• _The request_
Return the lines from the start of the records through the line containing "point(504, 509)", reproducing them unchanged.

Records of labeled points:

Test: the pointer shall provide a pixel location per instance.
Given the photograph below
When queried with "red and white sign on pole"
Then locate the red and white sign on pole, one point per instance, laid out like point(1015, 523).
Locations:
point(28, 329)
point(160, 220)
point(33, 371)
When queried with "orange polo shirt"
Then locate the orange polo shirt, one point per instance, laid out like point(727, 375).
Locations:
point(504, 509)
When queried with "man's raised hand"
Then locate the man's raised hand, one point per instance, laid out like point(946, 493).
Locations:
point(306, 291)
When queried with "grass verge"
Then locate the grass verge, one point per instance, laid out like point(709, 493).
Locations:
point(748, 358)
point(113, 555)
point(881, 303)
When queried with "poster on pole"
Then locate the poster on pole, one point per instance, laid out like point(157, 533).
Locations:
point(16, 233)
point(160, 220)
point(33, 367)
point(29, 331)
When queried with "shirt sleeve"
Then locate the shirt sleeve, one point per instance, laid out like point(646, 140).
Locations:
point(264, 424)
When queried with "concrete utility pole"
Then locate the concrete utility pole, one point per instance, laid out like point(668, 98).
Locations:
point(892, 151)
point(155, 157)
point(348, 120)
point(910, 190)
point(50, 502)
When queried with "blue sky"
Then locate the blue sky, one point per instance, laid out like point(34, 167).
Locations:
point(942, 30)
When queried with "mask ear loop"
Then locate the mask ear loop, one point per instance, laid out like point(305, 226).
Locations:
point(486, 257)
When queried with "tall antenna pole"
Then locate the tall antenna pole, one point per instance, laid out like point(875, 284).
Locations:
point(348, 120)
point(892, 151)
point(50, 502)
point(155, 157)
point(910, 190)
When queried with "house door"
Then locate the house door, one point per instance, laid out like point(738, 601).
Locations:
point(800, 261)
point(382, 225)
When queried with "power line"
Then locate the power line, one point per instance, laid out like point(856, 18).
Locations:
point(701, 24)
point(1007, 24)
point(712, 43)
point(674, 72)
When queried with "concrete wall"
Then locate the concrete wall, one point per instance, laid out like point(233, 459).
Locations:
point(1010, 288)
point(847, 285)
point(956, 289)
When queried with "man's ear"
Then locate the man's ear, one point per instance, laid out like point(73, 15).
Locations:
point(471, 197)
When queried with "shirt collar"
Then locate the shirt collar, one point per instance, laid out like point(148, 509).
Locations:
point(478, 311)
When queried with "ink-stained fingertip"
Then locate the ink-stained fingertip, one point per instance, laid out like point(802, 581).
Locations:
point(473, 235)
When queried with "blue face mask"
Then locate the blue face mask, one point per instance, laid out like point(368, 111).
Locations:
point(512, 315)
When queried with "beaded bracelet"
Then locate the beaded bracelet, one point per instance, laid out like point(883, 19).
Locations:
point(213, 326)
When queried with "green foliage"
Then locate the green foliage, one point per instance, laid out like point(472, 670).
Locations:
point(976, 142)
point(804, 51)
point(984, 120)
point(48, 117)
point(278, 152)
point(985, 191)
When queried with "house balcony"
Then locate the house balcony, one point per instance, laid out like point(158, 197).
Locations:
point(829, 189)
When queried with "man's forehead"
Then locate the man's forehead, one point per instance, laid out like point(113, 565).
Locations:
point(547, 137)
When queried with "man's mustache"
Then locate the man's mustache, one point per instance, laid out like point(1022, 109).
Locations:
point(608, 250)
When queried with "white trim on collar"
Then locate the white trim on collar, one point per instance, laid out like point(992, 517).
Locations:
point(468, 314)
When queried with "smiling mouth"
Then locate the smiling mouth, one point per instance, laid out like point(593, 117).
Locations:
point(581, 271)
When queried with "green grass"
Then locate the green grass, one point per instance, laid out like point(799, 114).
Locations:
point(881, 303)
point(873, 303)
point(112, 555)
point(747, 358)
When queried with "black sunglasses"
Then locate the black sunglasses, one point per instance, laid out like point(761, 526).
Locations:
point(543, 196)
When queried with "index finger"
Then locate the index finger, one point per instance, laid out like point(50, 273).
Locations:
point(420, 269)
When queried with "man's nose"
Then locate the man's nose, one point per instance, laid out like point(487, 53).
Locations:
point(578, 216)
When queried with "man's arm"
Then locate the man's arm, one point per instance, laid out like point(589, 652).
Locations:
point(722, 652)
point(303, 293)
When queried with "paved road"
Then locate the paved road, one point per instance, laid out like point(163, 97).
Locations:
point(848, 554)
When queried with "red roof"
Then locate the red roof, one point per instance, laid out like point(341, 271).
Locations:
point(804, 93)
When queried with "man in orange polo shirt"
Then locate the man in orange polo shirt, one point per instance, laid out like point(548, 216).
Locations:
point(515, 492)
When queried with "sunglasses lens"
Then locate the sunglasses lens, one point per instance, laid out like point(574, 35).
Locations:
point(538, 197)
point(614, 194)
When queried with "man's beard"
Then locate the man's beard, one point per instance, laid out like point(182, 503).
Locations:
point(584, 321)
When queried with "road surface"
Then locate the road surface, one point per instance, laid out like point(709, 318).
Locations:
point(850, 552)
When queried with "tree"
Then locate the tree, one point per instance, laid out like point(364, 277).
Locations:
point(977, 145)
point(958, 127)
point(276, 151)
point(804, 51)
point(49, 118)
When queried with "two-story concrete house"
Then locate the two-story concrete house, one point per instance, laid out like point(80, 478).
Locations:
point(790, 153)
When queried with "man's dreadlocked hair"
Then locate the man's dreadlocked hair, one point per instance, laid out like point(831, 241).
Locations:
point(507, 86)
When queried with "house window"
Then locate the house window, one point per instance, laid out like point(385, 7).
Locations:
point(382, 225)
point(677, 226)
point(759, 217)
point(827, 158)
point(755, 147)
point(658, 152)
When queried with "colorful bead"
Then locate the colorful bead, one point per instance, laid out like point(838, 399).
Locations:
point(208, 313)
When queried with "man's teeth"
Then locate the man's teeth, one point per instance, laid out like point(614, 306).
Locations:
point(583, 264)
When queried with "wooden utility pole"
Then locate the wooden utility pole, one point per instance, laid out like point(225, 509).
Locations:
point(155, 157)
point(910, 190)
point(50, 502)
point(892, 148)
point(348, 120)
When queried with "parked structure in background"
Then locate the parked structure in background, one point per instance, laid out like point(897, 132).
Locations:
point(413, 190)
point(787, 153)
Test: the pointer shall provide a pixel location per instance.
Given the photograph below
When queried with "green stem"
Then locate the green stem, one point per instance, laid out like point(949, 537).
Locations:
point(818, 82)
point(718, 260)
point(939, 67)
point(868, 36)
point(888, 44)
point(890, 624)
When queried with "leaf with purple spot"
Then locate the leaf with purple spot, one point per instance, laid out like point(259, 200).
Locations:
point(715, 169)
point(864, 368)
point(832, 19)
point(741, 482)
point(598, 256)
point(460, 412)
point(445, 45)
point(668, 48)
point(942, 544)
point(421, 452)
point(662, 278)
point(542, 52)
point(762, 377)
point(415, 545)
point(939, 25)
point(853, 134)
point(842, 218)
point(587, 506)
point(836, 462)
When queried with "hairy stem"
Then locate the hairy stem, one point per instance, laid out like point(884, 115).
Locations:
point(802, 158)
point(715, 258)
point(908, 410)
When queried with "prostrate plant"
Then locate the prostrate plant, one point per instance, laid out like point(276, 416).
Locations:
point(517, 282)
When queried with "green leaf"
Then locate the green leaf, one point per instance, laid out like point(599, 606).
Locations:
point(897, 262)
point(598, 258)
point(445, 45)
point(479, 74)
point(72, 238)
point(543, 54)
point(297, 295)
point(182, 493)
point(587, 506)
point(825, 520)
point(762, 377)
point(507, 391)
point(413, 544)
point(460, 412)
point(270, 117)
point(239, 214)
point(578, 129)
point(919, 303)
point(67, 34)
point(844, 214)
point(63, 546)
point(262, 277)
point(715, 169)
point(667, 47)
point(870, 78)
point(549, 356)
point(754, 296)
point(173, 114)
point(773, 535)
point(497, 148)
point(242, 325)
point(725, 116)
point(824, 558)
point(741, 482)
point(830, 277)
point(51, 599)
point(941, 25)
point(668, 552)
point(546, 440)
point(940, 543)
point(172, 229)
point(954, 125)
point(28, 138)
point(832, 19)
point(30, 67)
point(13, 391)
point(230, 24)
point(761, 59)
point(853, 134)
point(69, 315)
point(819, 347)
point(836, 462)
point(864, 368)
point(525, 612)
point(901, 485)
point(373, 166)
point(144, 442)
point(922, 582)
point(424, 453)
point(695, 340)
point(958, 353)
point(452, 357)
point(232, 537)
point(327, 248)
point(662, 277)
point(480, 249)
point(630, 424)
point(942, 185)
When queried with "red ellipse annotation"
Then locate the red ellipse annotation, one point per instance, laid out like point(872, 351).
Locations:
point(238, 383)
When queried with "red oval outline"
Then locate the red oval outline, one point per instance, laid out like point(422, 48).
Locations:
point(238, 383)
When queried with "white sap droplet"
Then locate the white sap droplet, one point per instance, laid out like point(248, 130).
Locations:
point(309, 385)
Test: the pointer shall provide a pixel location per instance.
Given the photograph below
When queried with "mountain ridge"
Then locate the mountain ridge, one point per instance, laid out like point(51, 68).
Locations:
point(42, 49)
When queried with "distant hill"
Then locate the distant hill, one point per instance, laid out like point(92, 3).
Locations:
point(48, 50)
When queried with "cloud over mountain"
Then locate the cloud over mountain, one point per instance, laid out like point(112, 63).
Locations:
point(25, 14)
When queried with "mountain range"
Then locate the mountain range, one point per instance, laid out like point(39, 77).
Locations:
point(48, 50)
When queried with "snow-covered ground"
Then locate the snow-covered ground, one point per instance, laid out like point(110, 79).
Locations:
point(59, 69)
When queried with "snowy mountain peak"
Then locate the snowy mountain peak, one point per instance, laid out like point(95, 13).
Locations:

• _Answer to this problem_
Test: the pointer shall provide a pixel location per instance.
Given the photograph below
When queried with "red and white sign on pole"
Then locate the red and white sign on pole, one point per instance, laid out like point(1015, 523).
Locations:
point(28, 329)
point(160, 220)
point(33, 371)
When queried with "orange polo shirt"
Then locate the orange polo shirt, one point per instance, laid out like point(727, 375).
Locations:
point(504, 509)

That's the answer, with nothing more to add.